-- Exercise directions --
Determine how many lines in the records hold "photo", then give that number by itself.

──────── Dataset

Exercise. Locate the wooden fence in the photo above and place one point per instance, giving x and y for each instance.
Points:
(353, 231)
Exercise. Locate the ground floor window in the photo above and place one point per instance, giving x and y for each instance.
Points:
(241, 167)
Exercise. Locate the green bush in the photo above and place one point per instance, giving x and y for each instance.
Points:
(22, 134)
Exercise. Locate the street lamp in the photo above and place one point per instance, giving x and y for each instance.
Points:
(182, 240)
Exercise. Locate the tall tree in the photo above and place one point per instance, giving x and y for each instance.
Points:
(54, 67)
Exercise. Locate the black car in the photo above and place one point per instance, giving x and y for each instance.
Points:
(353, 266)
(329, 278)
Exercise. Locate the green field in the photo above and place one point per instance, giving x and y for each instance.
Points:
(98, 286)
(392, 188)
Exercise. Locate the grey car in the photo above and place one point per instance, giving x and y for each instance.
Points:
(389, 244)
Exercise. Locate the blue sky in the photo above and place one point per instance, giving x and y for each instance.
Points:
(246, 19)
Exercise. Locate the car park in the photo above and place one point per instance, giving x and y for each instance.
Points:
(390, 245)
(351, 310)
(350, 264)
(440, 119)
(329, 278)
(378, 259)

────────────────
──────── Dataset

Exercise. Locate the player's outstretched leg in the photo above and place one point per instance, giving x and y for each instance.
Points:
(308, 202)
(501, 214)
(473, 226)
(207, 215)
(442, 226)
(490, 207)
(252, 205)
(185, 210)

────────────────

-- Exercise result --
11